■ **SET PROBLEM**:
Copy each line in the material below that contains the string "truck". Matching is case-sensitive.

■ **Excerpts from point annotation data**:
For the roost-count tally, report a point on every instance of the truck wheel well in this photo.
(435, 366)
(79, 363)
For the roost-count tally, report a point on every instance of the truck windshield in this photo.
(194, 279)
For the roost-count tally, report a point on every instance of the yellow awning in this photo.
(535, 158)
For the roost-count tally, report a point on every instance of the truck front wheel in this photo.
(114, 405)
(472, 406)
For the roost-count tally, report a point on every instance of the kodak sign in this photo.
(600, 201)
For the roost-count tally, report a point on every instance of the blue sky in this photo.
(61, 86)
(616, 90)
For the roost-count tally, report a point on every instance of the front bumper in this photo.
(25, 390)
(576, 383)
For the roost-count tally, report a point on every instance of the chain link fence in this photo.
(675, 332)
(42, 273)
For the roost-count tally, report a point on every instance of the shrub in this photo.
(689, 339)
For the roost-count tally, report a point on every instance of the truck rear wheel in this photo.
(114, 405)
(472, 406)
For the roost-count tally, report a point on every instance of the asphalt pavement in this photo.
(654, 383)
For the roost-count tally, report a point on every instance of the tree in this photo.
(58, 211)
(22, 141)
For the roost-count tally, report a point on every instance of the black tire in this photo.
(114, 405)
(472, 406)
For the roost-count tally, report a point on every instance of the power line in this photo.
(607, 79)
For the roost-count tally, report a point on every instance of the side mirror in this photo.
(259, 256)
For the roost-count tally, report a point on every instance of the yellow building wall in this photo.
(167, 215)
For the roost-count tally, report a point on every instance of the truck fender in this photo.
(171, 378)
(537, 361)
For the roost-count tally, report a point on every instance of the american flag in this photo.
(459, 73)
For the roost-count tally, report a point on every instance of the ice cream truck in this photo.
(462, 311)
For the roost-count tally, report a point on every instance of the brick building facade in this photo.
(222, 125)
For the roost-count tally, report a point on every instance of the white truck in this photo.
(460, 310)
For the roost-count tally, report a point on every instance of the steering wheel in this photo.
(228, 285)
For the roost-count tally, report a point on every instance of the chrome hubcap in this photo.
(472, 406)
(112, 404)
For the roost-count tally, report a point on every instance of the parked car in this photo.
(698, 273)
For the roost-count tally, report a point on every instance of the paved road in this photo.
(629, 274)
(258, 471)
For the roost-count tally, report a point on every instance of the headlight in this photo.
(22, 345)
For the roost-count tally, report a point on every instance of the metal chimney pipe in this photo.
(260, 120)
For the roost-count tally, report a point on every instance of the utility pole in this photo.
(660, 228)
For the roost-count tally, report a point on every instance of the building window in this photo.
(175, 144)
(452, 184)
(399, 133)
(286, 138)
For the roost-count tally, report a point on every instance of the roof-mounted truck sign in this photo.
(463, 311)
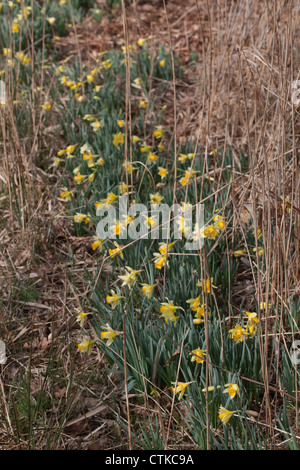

■ **ANSWER FOR THE TASK**:
For the roost-count tally, report a point on every instance of the truck wheel well in this photo.
For the roost-count tally, report a point on every instance of the truck windshield in this photo.
For the roost-count tally, report a point on every instance of the truck front wheel in this photo.
For the roost-count tally, report a point on every instance of the truck rear wheel in this photo.
For the roost-count tally, report a point on every instance of the truck fender in this photo.
For the roost-count tally, report a point on every instance of the ice cream truck in this photo.
For the roost-count tally, report a point on every instance of the white truck in this photo.
For the roost-count tally, report a point on every instance of the roof-mounted truck sign in this photo.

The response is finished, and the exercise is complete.